- What the task requires
Extract the passage from the article on security chiefs' warnings before the Hamas attack, starting at "Reports: Security chiefs" and ending at "likely a drill.".

*** Opening of Page text ***

Reports: Security chiefs got wind of something amiss in Gaza

Officials thought Gaza activity was a drill

The reports said that senior military and Shin Bet officials, including IDF Chief of Staff Herzi Halevi, held phone discussions just a few hours before Hamas's devastating infiltration, after indications of irregularities were noted.

IDF Chief of Staff Herzi Halevi holds an assessment at the IDF Southern Command in Beersheba on October 8. Photo: IDF
IDF Chief of Staff Herzi Halevi holds an assessment at the IDF Southern Command in Beersheba on October 8. Photo: IDF

Senior IDF and security officials reportedly held an assessment hours before the start of Hamas’s brutal onslaught on southern Israel, having received “weak scraps” of information that something was afoot, but concluded that the activity in Gaza was likely a drill.

In response to the reports, Prime Minister Benjamin Netanyahu said he had not received any intelligence warnings from the security establishment before the start of the devastating mass Hamas infiltration, in which some 1300 people were killed as terrorists rampaged across communities in southern Israel.

“Prime Minister Benjamin Netanyahu was updated at exactly 06:29 on Saturday, and not before, upon the outbreak of the fighting,” the Prime Minister’s Office said in a statement. “He immediately went to the Kiryah [military headquarters in Tel Aviv], held an assessment of the situation and convened the Security Cabinet.”

The reports said that senior military and Shin Bet officials, including IDF Chief of Staff Herzi Halevi, held phone discussions just a few hours before Hamas’s devastating infiltration, after indications of irregularities were noted.

The generals reportedly concluded that the activity in Gaza was probably a drill, and agreed to hold further discussions in the morning. They reportedly chose not to raise an alert or boost forces to the Gaza border area, since the issue was not considered pressing.

The IDF had long touted its security fence, with cameras, watchtowers and hi-tech sensors, as providing security to residents of Gaza border towns. But early on Saturday, October 7, Hamas terrorists knocked chunks of it aside with explosives and bulldozers at multiple locations, then drove right through the gaping holes in jeeps and motorcycles, while others sailed over in hang gliders, as drones dropped explosives on observation towers and took out cameras.

*** Close of Page text ***
*** Opening of Record extracts ***

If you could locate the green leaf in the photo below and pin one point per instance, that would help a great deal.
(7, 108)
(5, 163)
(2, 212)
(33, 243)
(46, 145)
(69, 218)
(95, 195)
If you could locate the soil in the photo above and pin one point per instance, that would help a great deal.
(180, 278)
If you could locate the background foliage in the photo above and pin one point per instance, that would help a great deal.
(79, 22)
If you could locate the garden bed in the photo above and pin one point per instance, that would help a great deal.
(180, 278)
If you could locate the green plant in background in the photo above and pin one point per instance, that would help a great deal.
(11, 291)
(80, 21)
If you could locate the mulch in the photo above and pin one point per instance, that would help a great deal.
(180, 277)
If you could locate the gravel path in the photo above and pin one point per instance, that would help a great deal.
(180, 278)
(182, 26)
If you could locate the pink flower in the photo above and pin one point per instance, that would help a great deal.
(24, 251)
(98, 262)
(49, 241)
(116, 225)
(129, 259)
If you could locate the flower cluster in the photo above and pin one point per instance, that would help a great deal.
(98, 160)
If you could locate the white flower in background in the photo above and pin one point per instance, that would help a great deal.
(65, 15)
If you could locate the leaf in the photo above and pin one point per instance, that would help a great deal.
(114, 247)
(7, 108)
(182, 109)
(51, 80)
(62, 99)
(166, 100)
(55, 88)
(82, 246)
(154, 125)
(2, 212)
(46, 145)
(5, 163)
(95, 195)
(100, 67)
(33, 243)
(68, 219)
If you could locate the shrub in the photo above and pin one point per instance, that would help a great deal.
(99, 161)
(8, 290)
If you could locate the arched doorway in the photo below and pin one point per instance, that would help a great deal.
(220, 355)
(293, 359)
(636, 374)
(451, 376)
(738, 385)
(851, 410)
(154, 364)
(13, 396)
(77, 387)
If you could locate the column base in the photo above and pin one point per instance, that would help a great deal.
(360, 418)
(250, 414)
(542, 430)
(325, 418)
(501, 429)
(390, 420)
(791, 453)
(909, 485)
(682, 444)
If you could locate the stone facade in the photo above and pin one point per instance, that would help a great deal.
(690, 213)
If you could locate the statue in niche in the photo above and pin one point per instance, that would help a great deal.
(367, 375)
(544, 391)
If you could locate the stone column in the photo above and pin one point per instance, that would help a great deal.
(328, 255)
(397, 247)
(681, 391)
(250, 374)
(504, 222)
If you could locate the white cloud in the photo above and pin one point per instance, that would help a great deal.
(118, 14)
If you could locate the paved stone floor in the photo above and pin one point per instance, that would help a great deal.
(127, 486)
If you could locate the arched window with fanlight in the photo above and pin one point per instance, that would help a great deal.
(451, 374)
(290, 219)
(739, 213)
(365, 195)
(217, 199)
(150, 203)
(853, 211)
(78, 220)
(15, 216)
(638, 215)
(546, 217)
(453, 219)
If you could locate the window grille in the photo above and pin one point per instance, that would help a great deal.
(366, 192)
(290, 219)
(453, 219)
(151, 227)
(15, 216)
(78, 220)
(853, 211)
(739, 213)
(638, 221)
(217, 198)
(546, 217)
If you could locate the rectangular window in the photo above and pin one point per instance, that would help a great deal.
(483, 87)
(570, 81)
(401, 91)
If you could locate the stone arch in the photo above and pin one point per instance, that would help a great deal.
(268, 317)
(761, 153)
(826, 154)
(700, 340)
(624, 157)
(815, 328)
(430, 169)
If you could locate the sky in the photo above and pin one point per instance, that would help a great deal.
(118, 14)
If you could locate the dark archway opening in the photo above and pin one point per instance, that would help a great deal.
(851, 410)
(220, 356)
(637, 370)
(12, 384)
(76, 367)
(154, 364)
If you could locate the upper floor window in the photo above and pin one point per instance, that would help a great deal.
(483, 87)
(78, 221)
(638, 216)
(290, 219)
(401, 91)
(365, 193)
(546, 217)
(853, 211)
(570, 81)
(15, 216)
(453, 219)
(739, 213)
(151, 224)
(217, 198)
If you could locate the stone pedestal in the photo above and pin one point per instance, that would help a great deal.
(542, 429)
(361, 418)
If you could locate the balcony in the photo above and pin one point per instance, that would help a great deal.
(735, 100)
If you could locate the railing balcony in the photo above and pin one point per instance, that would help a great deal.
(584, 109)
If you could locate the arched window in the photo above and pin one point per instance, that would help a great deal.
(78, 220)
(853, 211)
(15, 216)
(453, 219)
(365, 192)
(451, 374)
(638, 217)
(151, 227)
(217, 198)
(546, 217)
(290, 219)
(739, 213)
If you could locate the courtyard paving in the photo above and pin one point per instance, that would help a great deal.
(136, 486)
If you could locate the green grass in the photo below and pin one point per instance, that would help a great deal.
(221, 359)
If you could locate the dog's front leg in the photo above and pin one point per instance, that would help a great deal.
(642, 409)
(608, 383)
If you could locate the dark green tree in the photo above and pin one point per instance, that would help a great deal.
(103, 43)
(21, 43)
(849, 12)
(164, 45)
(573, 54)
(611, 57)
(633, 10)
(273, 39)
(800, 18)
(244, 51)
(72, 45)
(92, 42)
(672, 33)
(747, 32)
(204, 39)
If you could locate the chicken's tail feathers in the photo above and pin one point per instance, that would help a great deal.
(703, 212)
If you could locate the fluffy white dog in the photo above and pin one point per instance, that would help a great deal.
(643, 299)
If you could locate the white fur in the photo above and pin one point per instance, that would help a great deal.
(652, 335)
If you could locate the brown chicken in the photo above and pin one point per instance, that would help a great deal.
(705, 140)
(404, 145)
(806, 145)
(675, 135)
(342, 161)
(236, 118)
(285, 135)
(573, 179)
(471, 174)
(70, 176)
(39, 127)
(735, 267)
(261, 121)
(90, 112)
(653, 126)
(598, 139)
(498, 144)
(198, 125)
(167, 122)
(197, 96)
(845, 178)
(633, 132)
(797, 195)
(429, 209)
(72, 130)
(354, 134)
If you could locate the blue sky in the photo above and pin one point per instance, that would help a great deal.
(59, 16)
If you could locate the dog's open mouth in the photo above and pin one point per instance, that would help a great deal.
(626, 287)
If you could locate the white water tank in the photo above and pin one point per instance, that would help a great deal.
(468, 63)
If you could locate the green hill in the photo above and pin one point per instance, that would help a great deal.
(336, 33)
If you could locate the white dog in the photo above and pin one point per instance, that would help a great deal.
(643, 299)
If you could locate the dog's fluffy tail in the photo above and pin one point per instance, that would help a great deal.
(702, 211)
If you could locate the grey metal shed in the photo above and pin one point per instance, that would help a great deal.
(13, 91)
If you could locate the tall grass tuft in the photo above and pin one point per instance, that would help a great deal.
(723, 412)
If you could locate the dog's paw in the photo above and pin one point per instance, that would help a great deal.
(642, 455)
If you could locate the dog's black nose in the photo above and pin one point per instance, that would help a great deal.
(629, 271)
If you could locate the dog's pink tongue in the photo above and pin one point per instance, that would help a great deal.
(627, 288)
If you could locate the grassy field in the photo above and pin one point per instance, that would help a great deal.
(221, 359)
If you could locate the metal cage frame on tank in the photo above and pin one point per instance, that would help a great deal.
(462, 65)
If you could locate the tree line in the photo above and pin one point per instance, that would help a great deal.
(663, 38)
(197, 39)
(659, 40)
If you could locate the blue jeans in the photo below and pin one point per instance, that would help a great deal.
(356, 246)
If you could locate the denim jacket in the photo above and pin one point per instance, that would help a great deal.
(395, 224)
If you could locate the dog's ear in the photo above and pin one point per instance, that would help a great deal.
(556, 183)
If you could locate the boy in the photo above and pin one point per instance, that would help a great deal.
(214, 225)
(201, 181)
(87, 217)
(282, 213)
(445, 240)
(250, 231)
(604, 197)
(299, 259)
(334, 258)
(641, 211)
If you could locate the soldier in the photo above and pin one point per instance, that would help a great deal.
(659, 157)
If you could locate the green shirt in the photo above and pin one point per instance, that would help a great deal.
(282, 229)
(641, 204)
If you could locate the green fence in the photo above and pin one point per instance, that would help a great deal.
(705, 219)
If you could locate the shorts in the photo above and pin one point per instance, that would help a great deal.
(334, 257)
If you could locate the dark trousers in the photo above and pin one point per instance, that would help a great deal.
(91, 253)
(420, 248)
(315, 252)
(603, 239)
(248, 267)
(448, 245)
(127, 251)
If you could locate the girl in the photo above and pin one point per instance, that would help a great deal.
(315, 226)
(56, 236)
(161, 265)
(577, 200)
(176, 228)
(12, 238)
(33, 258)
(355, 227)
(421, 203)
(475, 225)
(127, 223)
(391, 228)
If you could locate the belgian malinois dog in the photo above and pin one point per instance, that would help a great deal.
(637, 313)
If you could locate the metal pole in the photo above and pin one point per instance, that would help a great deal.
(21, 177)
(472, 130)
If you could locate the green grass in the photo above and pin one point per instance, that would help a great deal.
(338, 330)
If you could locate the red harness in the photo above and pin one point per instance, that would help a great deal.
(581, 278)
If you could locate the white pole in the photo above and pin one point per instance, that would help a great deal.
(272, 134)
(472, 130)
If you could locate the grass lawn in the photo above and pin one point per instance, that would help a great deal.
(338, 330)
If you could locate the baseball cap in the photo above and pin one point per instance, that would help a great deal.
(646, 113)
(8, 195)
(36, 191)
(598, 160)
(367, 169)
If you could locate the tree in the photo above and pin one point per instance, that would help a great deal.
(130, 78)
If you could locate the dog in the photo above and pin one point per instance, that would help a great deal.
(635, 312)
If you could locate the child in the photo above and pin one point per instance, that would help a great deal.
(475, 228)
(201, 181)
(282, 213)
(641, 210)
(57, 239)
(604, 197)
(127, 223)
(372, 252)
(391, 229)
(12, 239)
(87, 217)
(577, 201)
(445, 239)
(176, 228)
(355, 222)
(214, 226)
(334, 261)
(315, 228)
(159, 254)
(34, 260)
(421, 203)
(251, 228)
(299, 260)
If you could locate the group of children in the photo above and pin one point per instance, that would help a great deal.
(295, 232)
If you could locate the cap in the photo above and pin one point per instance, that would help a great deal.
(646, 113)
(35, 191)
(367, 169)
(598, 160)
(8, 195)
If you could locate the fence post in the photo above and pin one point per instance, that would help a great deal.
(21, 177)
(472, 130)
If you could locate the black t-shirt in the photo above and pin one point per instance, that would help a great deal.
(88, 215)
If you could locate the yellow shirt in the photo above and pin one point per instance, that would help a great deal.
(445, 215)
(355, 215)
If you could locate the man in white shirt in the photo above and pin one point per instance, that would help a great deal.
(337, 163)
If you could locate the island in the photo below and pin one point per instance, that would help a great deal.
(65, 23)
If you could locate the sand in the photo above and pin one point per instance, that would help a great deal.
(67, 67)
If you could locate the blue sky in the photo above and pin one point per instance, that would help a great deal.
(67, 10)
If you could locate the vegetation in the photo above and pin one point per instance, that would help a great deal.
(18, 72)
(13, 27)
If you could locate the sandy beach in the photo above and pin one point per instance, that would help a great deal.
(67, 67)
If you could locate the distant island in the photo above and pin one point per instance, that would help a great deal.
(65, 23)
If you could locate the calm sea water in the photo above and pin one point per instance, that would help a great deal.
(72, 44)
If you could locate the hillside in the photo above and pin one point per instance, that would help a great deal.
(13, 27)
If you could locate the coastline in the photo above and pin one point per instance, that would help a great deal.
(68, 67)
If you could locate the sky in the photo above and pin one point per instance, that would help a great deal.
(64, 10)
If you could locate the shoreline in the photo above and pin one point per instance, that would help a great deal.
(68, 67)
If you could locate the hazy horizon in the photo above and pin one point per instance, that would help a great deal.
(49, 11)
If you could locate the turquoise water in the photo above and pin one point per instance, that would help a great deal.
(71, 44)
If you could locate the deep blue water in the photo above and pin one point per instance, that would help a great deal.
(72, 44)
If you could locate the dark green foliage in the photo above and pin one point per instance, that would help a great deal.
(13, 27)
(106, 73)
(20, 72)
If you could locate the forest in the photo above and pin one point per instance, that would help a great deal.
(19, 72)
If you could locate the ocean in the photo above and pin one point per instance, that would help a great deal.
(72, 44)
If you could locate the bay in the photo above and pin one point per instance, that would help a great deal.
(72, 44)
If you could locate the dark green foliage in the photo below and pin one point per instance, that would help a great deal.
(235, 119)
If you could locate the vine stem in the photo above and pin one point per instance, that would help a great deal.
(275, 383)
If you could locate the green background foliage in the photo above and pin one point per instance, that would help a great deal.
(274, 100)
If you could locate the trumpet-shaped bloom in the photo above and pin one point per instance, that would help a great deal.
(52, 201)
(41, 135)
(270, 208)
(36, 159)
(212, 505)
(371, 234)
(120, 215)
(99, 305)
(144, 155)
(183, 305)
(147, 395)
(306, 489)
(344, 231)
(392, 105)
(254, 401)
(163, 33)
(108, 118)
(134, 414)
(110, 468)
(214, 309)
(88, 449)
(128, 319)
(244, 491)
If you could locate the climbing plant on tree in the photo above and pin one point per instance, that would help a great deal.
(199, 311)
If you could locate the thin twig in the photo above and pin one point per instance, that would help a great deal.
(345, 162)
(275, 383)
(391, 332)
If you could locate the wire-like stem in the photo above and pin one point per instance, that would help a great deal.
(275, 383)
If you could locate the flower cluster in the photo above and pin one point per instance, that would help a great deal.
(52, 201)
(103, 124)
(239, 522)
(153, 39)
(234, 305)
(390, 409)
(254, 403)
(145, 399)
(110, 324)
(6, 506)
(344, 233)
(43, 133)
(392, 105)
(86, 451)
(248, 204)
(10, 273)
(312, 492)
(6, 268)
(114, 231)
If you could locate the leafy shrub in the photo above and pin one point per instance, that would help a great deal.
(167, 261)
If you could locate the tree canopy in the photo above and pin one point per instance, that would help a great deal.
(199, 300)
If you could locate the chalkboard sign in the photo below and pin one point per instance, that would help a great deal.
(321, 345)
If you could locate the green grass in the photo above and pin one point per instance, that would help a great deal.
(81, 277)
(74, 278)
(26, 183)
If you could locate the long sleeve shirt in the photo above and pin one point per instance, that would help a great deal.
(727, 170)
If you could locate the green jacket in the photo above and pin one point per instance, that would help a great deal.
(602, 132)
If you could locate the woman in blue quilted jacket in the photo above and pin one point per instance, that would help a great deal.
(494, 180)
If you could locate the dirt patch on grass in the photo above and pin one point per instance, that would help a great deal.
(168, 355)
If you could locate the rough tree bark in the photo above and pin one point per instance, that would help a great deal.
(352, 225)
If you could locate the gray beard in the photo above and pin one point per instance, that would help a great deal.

*** Close of Record extracts ***

- Reply to the task
Reports: Security chiefs got wind of something amiss in Gaza

Officials thought Gaza activity was a drill

The reports said that senior military and Shin Bet officials, including IDF Chief of Staff Herzi Halevi, held phone discussions just a few hours before Hamas's devastating infiltration, after indications of irregularities were noted.

IDF Chief of Staff Herzi Halevi holds an assessment at the IDF Southern Command in Beersheba on October 8. Photo: IDF
IDF Chief of Staff Herzi Halevi holds an assessment at the IDF Southern Command in Beersheba on October 8. Photo: IDF

Senior IDF and security officials reportedly held an assessment hours before the start of Hamas’s brutal onslaught on southern Israel, having received “weak scraps” of information that something was afoot, but concluded that the activity in Gaza was likely a drill.